Written problem
Output every entry exactly, from the first line to the last.
_ _ _ _
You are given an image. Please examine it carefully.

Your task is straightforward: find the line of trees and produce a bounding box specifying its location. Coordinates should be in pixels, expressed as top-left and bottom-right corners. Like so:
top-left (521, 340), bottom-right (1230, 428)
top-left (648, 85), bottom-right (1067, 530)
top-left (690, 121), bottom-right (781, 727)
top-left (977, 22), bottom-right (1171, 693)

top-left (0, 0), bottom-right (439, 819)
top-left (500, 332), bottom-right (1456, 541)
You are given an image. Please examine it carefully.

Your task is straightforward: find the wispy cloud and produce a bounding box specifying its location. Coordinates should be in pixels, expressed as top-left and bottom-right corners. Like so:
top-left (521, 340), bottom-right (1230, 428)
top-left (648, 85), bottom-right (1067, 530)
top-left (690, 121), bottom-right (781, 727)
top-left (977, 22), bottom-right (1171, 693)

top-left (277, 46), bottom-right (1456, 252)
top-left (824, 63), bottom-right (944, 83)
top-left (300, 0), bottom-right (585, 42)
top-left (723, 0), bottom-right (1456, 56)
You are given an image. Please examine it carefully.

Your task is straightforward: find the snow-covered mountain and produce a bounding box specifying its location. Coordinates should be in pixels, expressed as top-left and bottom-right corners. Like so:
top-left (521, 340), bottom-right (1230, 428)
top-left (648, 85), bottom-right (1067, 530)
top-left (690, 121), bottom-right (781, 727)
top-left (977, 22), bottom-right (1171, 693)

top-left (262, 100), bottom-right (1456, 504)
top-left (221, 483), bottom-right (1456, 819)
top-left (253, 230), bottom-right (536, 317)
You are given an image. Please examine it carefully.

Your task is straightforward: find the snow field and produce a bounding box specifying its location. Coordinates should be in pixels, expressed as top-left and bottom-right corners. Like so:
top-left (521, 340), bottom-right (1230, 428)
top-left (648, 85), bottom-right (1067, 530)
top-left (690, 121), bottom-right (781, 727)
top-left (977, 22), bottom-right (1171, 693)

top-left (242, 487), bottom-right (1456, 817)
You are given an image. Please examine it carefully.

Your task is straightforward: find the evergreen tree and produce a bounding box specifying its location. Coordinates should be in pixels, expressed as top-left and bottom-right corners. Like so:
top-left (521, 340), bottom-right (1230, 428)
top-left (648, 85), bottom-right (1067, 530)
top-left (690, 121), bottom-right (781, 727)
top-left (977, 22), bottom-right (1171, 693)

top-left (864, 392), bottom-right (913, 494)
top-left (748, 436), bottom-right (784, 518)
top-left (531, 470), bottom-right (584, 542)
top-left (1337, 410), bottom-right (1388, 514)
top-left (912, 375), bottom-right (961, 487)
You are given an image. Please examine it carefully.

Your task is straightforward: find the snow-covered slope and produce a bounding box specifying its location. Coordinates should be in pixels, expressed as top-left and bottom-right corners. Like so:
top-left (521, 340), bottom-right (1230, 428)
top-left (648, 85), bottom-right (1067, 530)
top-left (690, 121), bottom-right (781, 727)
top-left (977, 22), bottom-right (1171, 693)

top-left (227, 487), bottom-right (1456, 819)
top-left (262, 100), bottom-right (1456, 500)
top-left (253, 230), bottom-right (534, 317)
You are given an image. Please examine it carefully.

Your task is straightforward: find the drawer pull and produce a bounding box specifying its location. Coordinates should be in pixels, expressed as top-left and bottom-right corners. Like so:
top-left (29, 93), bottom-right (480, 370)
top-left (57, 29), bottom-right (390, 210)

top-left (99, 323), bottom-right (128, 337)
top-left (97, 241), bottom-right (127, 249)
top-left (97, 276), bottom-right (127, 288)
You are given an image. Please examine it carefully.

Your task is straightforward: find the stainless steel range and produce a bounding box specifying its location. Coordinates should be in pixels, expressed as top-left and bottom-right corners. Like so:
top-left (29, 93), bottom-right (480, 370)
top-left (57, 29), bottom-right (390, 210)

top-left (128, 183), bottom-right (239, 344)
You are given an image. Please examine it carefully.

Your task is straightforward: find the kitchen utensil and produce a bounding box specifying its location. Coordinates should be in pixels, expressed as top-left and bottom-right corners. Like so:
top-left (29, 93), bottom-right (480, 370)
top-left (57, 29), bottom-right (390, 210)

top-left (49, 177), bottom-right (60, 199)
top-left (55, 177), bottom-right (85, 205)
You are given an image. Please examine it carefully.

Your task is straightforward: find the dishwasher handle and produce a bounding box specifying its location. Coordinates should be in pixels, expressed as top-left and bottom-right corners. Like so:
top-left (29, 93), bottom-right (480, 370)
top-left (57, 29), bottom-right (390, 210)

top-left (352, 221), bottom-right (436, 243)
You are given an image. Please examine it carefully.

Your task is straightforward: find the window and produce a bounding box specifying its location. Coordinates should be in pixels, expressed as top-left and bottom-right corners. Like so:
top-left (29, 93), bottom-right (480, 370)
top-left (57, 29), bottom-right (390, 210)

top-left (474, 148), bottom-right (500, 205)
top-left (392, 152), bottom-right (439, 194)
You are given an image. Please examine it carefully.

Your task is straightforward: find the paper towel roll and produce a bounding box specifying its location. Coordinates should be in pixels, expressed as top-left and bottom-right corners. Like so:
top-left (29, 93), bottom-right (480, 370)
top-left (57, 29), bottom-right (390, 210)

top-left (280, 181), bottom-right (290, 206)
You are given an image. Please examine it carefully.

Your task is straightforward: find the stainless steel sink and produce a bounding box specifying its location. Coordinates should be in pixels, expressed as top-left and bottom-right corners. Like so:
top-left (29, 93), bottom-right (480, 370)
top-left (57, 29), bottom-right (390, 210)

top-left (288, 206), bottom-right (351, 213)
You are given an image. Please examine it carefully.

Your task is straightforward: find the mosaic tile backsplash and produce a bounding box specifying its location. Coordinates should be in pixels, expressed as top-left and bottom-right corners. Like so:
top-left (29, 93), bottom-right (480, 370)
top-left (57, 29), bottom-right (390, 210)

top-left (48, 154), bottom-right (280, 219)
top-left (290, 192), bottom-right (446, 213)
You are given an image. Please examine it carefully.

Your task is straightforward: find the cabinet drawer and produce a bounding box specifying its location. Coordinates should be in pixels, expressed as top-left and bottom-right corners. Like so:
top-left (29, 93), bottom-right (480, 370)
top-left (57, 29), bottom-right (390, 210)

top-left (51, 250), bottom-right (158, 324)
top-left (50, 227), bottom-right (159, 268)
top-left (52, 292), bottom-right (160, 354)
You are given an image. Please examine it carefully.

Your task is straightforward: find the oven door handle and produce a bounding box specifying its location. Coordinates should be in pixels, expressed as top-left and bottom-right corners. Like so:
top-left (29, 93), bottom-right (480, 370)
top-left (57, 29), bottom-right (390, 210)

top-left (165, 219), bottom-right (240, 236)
_ _ _ _
Solved exercise
You are given an image. Please examine it carefully.

Your task is straightforward: find the line of trees and produce a bounding box specifying its location. Coordinates should be in pixels, expressed as top-left and bottom-right corners. Like so:
top-left (521, 340), bottom-right (1230, 428)
top-left (648, 85), bottom-right (1067, 530)
top-left (690, 121), bottom-right (781, 727)
top-left (977, 22), bottom-right (1171, 693)

top-left (0, 0), bottom-right (439, 819)
top-left (500, 332), bottom-right (1456, 541)
You are given an image. Please examine it carefully.

Your task is straightforward: find the wispy cloud and produce a bounding box specifying its location. Coordinates should be in pixels, expressed as top-left and bottom-right corners. Like so:
top-left (521, 340), bottom-right (1230, 428)
top-left (648, 85), bottom-right (1067, 530)
top-left (690, 121), bottom-right (781, 727)
top-left (977, 22), bottom-right (1171, 693)

top-left (277, 46), bottom-right (1456, 252)
top-left (824, 63), bottom-right (944, 83)
top-left (300, 0), bottom-right (585, 42)
top-left (723, 0), bottom-right (1456, 56)
You are given an image. Please examine it carefully.

Your task is straightforward: find the snow-covered mountain and produce a bounding box specifying its location. Coordinates should be in pixels, expressed as top-left and bottom-right corners. Like so:
top-left (521, 340), bottom-right (1230, 428)
top-left (648, 85), bottom-right (1067, 530)
top-left (690, 121), bottom-right (781, 727)
top-left (977, 22), bottom-right (1171, 693)

top-left (262, 100), bottom-right (1456, 504)
top-left (221, 483), bottom-right (1456, 819)
top-left (253, 230), bottom-right (536, 317)
You are given an image. Please examine it carefully.

Your task is straightforward: find the snow field and produce a bounding box specifying its location. Coordinates should be in pixels, expressed as top-left and bottom-right corners. Like so:
top-left (521, 340), bottom-right (1230, 428)
top-left (648, 85), bottom-right (1067, 530)
top-left (690, 121), bottom-right (781, 727)
top-left (977, 22), bottom-right (1171, 693)

top-left (242, 487), bottom-right (1456, 817)
You are given an image. Please examine it carefully.

Your task is straightforward: find the evergreen tree and produce a bounding box specifying its location. Coordinates should be in pixels, expressed as top-left and bottom-right corners. Like so:
top-left (521, 340), bottom-right (1230, 428)
top-left (648, 85), bottom-right (1067, 530)
top-left (690, 121), bottom-right (781, 727)
top-left (977, 22), bottom-right (1171, 693)

top-left (864, 392), bottom-right (913, 494)
top-left (748, 436), bottom-right (784, 518)
top-left (531, 470), bottom-right (584, 542)
top-left (1337, 410), bottom-right (1388, 514)
top-left (912, 375), bottom-right (961, 487)
You are given an image. Please examine it carefully.

Your task is straightforward: find the snow-covered slope and produce a bounding box specifying its location. Coordinates should be in pixels, expressed as top-left and bottom-right corners. Like so:
top-left (521, 340), bottom-right (1230, 428)
top-left (648, 85), bottom-right (1067, 530)
top-left (690, 121), bottom-right (781, 727)
top-left (977, 22), bottom-right (1171, 693)

top-left (227, 487), bottom-right (1456, 819)
top-left (262, 100), bottom-right (1456, 500)
top-left (253, 230), bottom-right (534, 317)
You are given an image. Please examine it carefully.

Your task is straightforward: find the drawer pull and produce a bounding box specifying its location. Coordinates should be in pixels, expressed as top-left and bottom-right corners. Like so:
top-left (29, 93), bottom-right (480, 370)
top-left (57, 29), bottom-right (390, 210)

top-left (99, 323), bottom-right (128, 337)
top-left (97, 241), bottom-right (127, 249)
top-left (97, 276), bottom-right (127, 288)
You are given an image. Please examine it carefully.

Your task is straightforward: find the stainless steel range and produce a bounding box specifying its location. Coordinates should be in pixels, expressed as top-left and bottom-right corners. Like so:
top-left (29, 93), bottom-right (480, 370)
top-left (57, 29), bottom-right (390, 210)

top-left (128, 183), bottom-right (239, 344)
You are given an image. Please examine it carefully.

Your task is straightforward: find the kitchen utensil and produce a bounding box specifying its location. Coordinates should be in pixels, expressed as top-left and bottom-right corners. Like so:
top-left (29, 93), bottom-right (480, 370)
top-left (57, 29), bottom-right (390, 210)

top-left (49, 177), bottom-right (60, 199)
top-left (55, 177), bottom-right (85, 205)
You are given an image. Please examine it carefully.

Your task is straightforward: find the dishwasher handle and produce a bounding box specifying its location. Coordinates should be in pixels, expressed as top-left and bottom-right corners. Like so:
top-left (29, 93), bottom-right (480, 370)
top-left (57, 29), bottom-right (390, 210)

top-left (352, 221), bottom-right (436, 243)
You are given an image. Please examine it carefully.

Your task is straightforward: find the window and produce a bounding box specifying its location. Coordinates should be in pixels, expressed as top-left and bottom-right corners. Like so:
top-left (29, 93), bottom-right (480, 370)
top-left (57, 29), bottom-right (390, 210)

top-left (474, 148), bottom-right (500, 205)
top-left (392, 152), bottom-right (439, 194)
You are given an image. Please examine it carefully.

Your task is straightforward: find the paper towel roll and produce a bounding box specifying its location. Coordinates should be in pixels, expressed as top-left and bottom-right corners. Like so:
top-left (29, 93), bottom-right (480, 370)
top-left (57, 29), bottom-right (390, 210)

top-left (280, 181), bottom-right (290, 206)
You are given an image. Please examine it carefully.

Your task is straightforward: find the stainless steel sink and produce a bounding box specifying its location. Coordinates should be in pixels, expressed as top-left and bottom-right corners. Like so:
top-left (29, 93), bottom-right (480, 370)
top-left (57, 29), bottom-right (390, 210)

top-left (288, 206), bottom-right (351, 213)
You are given an image. Please examine it carefully.

Your task is straightforward: find the mosaic tile backsplash and produce a bounding box specifying its location. Coordinates should be in pixels, expressed as top-left and bottom-right corners. Like so:
top-left (29, 93), bottom-right (480, 370)
top-left (57, 29), bottom-right (390, 210)

top-left (48, 154), bottom-right (280, 219)
top-left (290, 192), bottom-right (446, 213)
You are given an image. Please examine it carefully.

Your task is straightforward: find the cabinet drawer and produce a bounding box specifying its location. Coordinates should be in pixels, expressed as top-left and bottom-right corners. Like so:
top-left (29, 93), bottom-right (480, 370)
top-left (57, 29), bottom-right (390, 210)

top-left (51, 250), bottom-right (158, 324)
top-left (50, 227), bottom-right (159, 268)
top-left (52, 292), bottom-right (160, 354)
You are given an image. Please examine it carefully.

Your task is straightforward: find the oven door handle and produce a bounding box specifying its location. Coordinates should be in pixels, expressed as top-left and bottom-right corners. Like so:
top-left (29, 93), bottom-right (480, 370)
top-left (57, 29), bottom-right (390, 210)

top-left (165, 219), bottom-right (240, 236)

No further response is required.